Menurut Haris Andi dalam kutipan teks tentang sampah di Gunung Rinjani, sejak kapan Rinjani sudah menjadi program wisata?

KUTIPAN TEKS:
******************************

MATARAM – lombokjournal.com
Taman Nasional Gunung Rinjani (TNGR) yang berjuang menjadi Uninesco Global Geopark –dan menjadi daya tarik utama pawisata NTB – ternyata belum bisa mengatasi soal sampah. “Rinjani sudah sejak lima tahun lalu jadi program wisata, tapi lingkungan Rinjani salah satu ikon pariwisata NTB itu masih penuh sampah,” kata Haris Andi, salah seorang pengelola tracking tour Rinjani kepada Lombok Journal, Jum’at (19/8).
Grup wisatawan domestik yang melakukan pendakian ke Rinjani, tutur Haris, mengaku kecewa. Meski memuji keindahan Rinjani, namun romobongan wisatawan domestik dari Jawa Timur itu membenarkan bahwa Rinjani memang masih penuh sampah.
“Saya kira berita selama ini dibesar-besarkan, ternyata memang Dinas Pariwisata atau pihak terkait tidak bisa mengurus asetnya,” ujar Eko seperti ditirukan Haris.
Eko mengaku baru pertama naik Rinjani, terpesona keindahan gunung di Lombok yang menurutnya punya banyak kisah menarik. Sayangnya, dibanding gunung lain yang pernah didakinya seperti Gununng Semeru, Pangrango, Merbabu, atau Merapi, lingkungan di Rinjani paling kotor.
“Dibanding gunung lainnya, Rinjani yang benar-benar jadi ikon pariwisata. Memang sebagai taman nasional ada pihak yang punya tanggung jawab. Tapi sebagai obyek wisata yang penting, mestinya Dinas Pariwisata jangan berlagak bego seperti itu,” ujar Haris Andi.

******************************

BAHAN TERSEDIA:
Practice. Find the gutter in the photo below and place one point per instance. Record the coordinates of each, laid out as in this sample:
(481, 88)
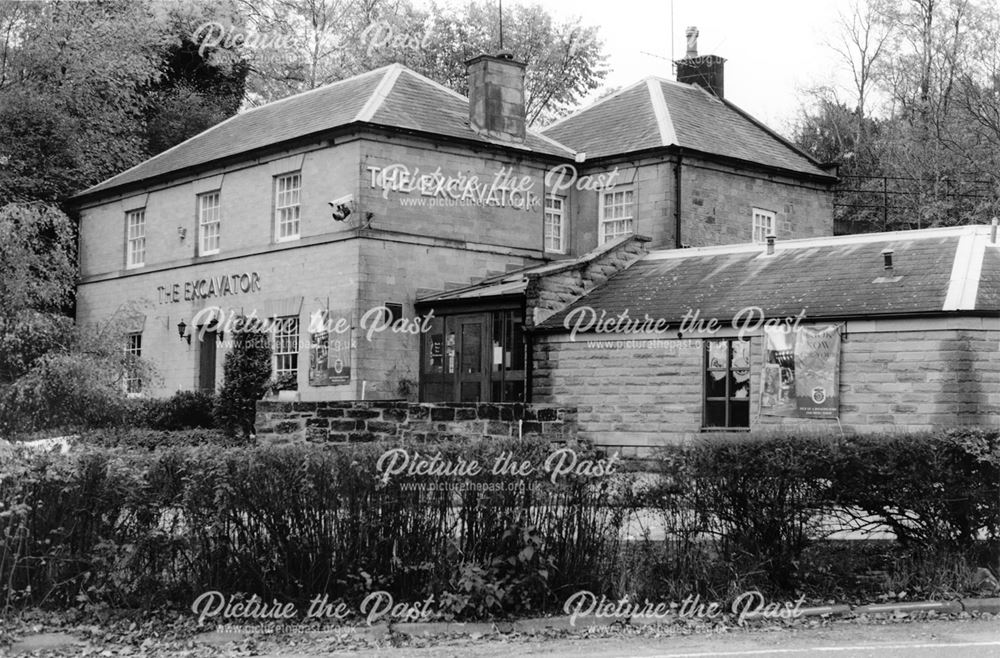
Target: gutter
(678, 243)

******************************

HASIL AKHIR: Sejak lima tahun lalu.